> **本文**
◆ ◆ ◆ ◆ ◆ ◆ ◆

ボクの人生はなくし物でできている
ここ何日か社用の携帯電話が見当たらない。
なくしたわけじゃない。
なくしたわけじゃない。
なくしたわけじゃない。
見当たらないだけで、なくしたわけじゃないんだ。
見つかれば、なくしものはなくしものではなくなる。
そう自分に言い聞かせる。
わかってる。バックに入れたはずなのにないなあと思ったとき、ちゃんと向き合えばよかったったんだ。けれども「自分の『はずなのに』は当てにならない。きっと家にあるはずだ」と先延ばす。家に帰っても見つからない。代わりに「そうだ、会社に置いてきてしまったんだ」と新たな可能性を見つける(ボクは可能性を見つける達人なんだ)。もちろん次の日、会社にはない。
落ち着きのないボクは寄り道が多い。心当たりがどんどんふえてしまう。結局、取り返しのきかない事態になるというわけだ。

◆ ◆ ◆ ◆ ◆ ◆ ◆

> **データ抜粋**

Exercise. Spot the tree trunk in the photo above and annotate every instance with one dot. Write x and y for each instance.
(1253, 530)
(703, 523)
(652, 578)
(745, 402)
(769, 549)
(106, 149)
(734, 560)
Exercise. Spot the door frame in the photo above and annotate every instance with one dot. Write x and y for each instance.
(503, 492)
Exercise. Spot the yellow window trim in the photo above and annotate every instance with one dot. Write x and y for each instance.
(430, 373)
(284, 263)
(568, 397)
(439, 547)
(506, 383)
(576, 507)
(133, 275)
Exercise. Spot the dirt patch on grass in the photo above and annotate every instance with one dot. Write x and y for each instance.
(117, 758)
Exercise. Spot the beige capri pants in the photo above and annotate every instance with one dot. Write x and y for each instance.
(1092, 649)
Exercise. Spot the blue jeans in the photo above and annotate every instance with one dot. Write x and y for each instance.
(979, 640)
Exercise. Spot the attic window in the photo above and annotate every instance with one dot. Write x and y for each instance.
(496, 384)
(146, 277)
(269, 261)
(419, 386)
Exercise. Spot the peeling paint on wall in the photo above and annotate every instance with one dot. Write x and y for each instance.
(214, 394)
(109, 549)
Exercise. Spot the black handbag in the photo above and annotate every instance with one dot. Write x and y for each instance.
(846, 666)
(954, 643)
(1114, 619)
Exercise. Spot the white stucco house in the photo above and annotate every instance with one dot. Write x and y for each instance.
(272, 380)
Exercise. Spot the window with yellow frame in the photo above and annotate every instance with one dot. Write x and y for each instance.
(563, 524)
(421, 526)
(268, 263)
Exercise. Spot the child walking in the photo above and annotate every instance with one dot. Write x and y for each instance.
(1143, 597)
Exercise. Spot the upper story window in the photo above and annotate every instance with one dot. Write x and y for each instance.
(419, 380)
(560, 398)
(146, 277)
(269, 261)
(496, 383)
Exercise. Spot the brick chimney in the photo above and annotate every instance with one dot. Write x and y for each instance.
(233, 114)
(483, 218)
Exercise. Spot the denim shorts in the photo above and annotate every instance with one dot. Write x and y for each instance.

◆ ◆ ◆ ◆ ◆ ◆ ◆

> **必須課題**
[1] 本文のうち、「見つかれば、なくしものはなくしものではなくなる。」から「ちろん次の日、会社にはない。」までの部分を一字一句変えずに出力してください。
[2] エントリの冒頭から「(1114, 619)」を含む行までを、「annotate」を「label」に置き換えたうえで示してください。それ以外は変更せず、この範囲の行だけを編集して記してください。

> **完全解答**
[1]
見つかれば、なくしものはなくしものではなくなる。
そう自分に言い聞かせる。
わかってる。バックに入れたはずなのにないなあと思ったとき、ちゃんと向き合えばよかったったんだ。けれども「自分の『はずなのに』は当てにならない。きっと家にあるはずだ」と先延ばす。家に帰っても見つからない。代わりに「そうだ、会社に置いてきてしまったんだ」と新たな可能性を見つける(ボクは可能性を見つける達人なんだ)。もちろん次の日、会社にはない。

[2]
Exercise. Spot the tree trunk in the photo above and label every instance with one dot. Write x and y for each instance.
(1253, 530)
(703, 523)
(652, 578)
(745, 402)
(769, 549)
(106, 149)
(734, 560)
Exercise. Spot the door frame in the photo above and label every instance with one dot. Write x and y for each instance.
(503, 492)
Exercise. Spot the yellow window trim in the photo above and label every instance with one dot. Write x and y for each instance.
(430, 373)
(284, 263)
(568, 397)
(439, 547)
(506, 383)
(576, 507)
(133, 275)
Exercise. Spot the dirt patch on grass in the photo above and label every instance with one dot. Write x and y for each instance.
(117, 758)
Exercise. Spot the beige capri pants in the photo above and label every instance with one dot. Write x and y for each instance.
(1092, 649)
Exercise. Spot the blue jeans in the photo above and label every instance with one dot. Write x and y for each instance.
(979, 640)
Exercise. Spot the attic window in the photo above and label every instance with one dot. Write x and y for each instance.
(496, 384)
(146, 277)
(269, 261)
(419, 386)
Exercise. Spot the peeling paint on wall in the photo above and label every instance with one dot. Write x and y for each instance.
(214, 394)
(109, 549)
Exercise. Spot the black handbag in the photo above and label every instance with one dot. Write x and y for each instance.
(846, 666)
(954, 643)
(1114, 619)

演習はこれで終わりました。